Exercise description:
Repeat the records below word for word, but start at the line that contains "the tree trunk", stop after the last line, and include nothing else.

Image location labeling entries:
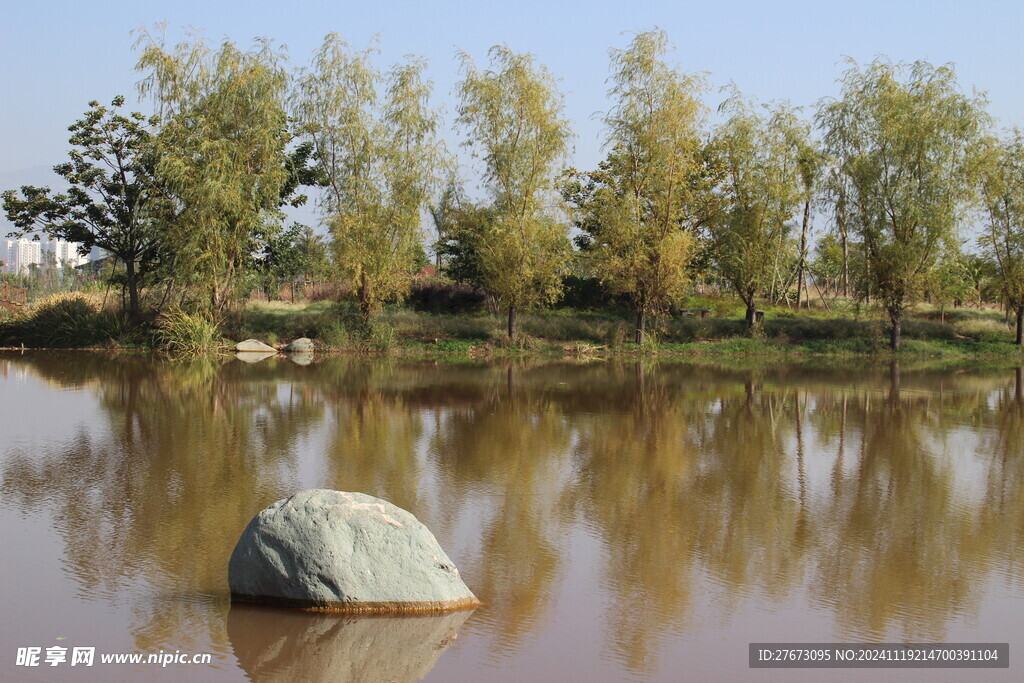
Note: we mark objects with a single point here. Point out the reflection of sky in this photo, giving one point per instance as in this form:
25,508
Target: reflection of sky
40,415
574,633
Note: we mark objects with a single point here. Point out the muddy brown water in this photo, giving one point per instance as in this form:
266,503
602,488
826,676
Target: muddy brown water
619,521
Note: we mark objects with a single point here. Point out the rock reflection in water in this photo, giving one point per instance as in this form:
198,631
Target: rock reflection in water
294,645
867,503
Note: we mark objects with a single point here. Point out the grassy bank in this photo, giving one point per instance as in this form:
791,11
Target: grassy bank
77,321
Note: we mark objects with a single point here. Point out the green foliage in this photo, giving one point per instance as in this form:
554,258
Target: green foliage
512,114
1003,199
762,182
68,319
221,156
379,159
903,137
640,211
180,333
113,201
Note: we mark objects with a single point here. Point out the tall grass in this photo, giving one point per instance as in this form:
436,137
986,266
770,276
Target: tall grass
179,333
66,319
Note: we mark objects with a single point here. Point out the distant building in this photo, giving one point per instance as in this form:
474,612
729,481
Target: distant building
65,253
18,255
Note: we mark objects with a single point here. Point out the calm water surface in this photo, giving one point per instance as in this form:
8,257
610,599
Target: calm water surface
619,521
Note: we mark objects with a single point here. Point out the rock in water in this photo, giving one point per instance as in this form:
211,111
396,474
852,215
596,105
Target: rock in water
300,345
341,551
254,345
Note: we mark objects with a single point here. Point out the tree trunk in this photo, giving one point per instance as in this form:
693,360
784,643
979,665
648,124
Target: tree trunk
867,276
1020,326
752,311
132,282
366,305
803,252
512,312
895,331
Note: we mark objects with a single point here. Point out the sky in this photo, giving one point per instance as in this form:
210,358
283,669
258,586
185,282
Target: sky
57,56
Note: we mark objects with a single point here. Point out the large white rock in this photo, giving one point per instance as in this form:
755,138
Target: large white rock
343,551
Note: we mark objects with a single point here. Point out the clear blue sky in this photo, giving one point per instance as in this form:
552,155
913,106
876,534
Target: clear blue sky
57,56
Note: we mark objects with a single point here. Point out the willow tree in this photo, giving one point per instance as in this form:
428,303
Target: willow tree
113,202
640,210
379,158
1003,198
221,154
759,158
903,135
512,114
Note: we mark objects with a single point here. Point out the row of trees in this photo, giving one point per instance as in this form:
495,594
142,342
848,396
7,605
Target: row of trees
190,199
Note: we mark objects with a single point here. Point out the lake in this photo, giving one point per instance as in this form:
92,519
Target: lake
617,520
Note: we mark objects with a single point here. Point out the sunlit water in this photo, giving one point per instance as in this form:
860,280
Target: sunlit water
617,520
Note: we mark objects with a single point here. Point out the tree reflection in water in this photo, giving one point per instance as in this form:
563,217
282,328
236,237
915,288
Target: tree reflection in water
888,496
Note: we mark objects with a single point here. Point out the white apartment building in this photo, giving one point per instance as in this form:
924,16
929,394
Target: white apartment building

Correct response:
Note: we mark objects with a single point here. Point out the tree trunk in this photo, giving one point per instance as in this form:
693,360
784,643
979,665
648,124
Target: tree trunk
867,276
1020,326
752,311
132,282
366,305
803,252
512,312
895,331
Note: we mark objects with a single point here. Point out the sky in this photo, giving one point per instance as in this form:
210,358
283,669
258,586
185,282
Target: sky
57,56
Note: we mark objects with a single point here. Point out the large white rock in this photo, giving one point per instance as in this form:
755,138
Target: large white rock
343,551
Note: we mark objects with a single point here. Point out the clear blue sky in this photo, giving one point per instance as in this form:
552,155
913,106
876,534
Target: clear blue sky
57,56
Note: we mark objects with a single point here. Point out the willow tree in this photo, giving one point per instance as in this form:
428,303
Target: willow tree
113,202
640,210
379,158
1003,198
221,154
759,158
903,135
512,114
Note: we mark objects with a single point here. Point out the row of trees in this photo, giving one point per instance as in this form:
495,594
142,342
848,396
7,605
Target: row of trees
190,199
Note: we mark objects with a single point here. Point out the lake in this photo, giving one point per instance as in this form:
92,519
Target: lake
617,520
Note: we mark objects with a single point here. Point out the sunlit water in this photo, giving one point per instance as in this form:
860,280
Target: sunlit water
617,520
Note: we mark objects with a single point here. Point out the tree reflection in water in this photo, giving one point per instance as in this form:
563,217
282,328
236,237
915,288
Target: tree reflection in water
888,496
Note: we mark objects with a single point here. Point out the white apartment building in this photo, giving one point per instance as in this form:
924,16
929,394
Target: white apartment building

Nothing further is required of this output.